* _Exercises_
**A.** In the Doris table-creation passage, why is the pv column declared with SUM in the table creation statements? Answer in one to three sentences.
**B.** List every column in the schema of table2 from the Doris table-creation passage, with its type.

* _Excerpted passage_
'''

The following takes the aggregation model as an example to demonstrate the table building statements for two partitions.
single partition
Create a logical table named table1. The bucketed column is siteid, and the number of buckets is 10.
The schema for this table is as follows:
- siteid: type is INT (4 bytes), default value is 10
- citycode: type is SMALLINT (2 bytes)
- username: the type is VARCHAR, the maximum length is 32, the default value is an empty string
- pv: the type is BIGINT (8 bytes), the default value is 0; this is an indicator column, Doris will perform aggregation operations on the indicator column internally, and the aggregation method of this column is sum (SUM)
The table creation statement is as follows:
CREATE TABLE table1
(
siteid INT DEFAULT '10',
citycode SMALLINT,
username VARCHAR(32) DEFAULT '',
pv BIGINT SUM DEFAULT '0'
)
AGGREGATE KEY(siteid, citycode, username)
DISTRIBUTED BY HASH(siteid) BUCKETS 10
PROPERTIES("replication_num" = "1");composite partition
Create a logical table named table2.
The schema for this table is as follows:
- event_day: type is DATE, no default value
- siteid: type is INT (4 bytes), default value is 10
- citycode: type is SMALLINT (2 bytes)
- username: the type is VARCHAR, the maximum length is 32, the default value is an empty string
- pv: The type is BIGINT (8 bytes), the default value is 0; this is an indicator column, Doris will perform aggregation operations on the indicator column internally, and the aggregation method of this column is sum (SUM)
We use the event_day column as the partition column and create 3 partitions: p201706, p201707, p201708
p201706: Range is [Min, 2017-07-01)
p201707: The range is [2017-07-01, 2017-08-01)
p201708: The range is [2017-08-01, 2017-09-01)
Note that the interval is left closed and right open.
Each partition uses siteid for hash bucketing, and the number of buckets is 10
The table creation statement is as follows:
CREATE TABLE table2
(
event_day DATE,
siteid INT DEFAULT '10',
citycode SMALLINT,
username VARCHAR(32) DEFAULT '',
pv BIGINT SUM DEFAULT '0'
)
AGGREGATE KEY(event_day, siteid, citycode, username)
PARTITION BY RANGE(event_day)
(
PARTITION p201706 VALUES LESS THAN ('2017-07-01'),
PARTITION p201707 VALUES LESS THAN ('2017-08-01'),
PARTITION p201708 VALUES LESS THAN ('2017-09-01')
)
DISTRIBUTED BY HASH(siteid) BUCKETS 10
PROPERTIES("replication_num" = "1");After the table is created, you can view the information of the table in example_db:
MySQL> SHOW TABLES;
+----------------------+
| Tables_in_example_db |
+----------------------+
| table1 |
| table2 |
+----------------------+
2 rows in set (0.01 sec)
MySQL> DESC table1;
+----------+-------------+------+-------+---------+-------+
| Field | Type | Null | Key | Default | Extra |
+----------+-------------+------+-------+---------+-------+
| siteid | int(11) | Yes | true | 10 | |
| citycode | smallint(6) | Yes | true | N/A | |
| username | varchar(32) | Yes | true | | |
| pv | bigint(20) | Yes | false | 0 | SUM |
+----------+-------------+------+-------+---------+-------+
4 rows in set (0.00 sec)

'''

* _Information given_

'''

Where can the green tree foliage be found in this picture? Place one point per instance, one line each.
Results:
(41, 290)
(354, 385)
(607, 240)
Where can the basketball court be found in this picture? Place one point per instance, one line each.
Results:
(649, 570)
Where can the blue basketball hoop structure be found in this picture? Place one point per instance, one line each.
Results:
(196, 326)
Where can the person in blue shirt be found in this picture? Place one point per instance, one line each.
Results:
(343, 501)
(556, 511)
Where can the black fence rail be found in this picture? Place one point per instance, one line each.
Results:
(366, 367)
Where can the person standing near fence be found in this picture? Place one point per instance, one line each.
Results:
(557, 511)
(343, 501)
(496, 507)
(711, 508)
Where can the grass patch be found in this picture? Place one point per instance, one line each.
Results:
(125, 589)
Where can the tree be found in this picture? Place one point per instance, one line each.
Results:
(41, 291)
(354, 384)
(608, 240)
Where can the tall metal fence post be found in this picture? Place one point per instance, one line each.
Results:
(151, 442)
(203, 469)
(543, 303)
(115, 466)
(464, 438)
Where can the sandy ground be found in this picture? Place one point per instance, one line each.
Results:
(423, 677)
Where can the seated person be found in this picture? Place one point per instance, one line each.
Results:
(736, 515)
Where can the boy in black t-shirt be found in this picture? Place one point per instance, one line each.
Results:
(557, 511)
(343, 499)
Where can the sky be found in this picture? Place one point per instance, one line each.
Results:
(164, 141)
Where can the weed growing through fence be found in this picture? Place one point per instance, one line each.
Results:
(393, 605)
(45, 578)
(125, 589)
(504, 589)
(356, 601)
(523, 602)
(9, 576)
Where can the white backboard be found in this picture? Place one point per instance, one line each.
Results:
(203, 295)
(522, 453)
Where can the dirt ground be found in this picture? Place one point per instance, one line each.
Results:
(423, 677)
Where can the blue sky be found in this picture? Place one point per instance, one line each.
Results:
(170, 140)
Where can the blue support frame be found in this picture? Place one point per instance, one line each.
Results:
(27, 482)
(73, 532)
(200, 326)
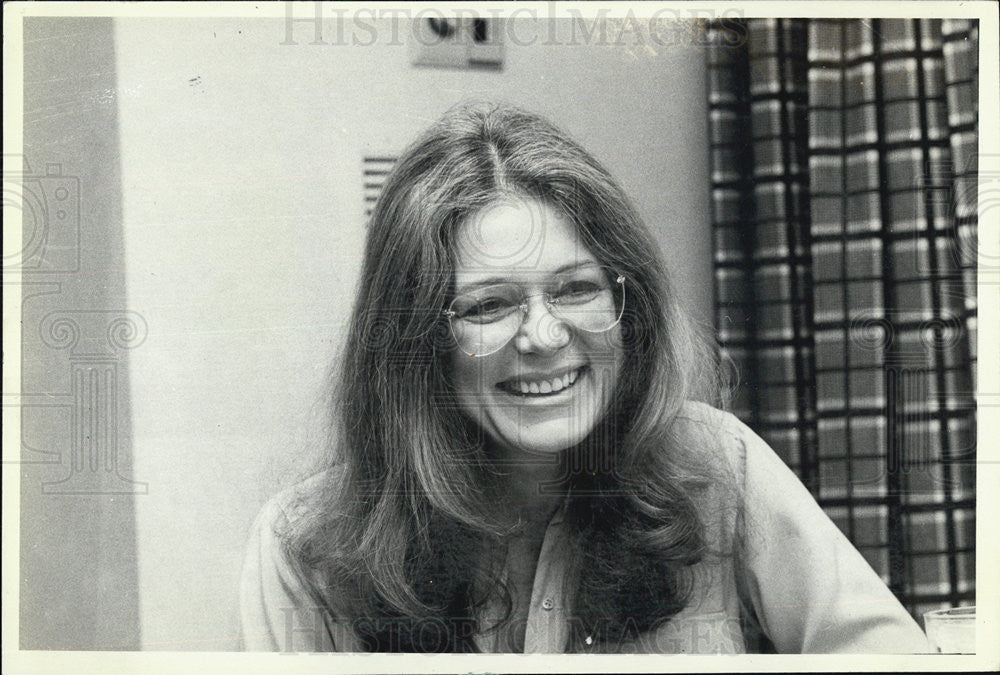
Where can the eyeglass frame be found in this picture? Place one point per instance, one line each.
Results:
(523, 308)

'''

* _Complete answers_
**A.** The pv column is an indicator column, and Doris performs aggregation operations on indicator columns internally. The aggregation method for this column is sum, so it is declared as BIGINT SUM.

**B.**
- event_day: DATE
- siteid: INT
- citycode: SMALLINT
- username: VARCHAR (maximum length 32)
- pv: BIGINT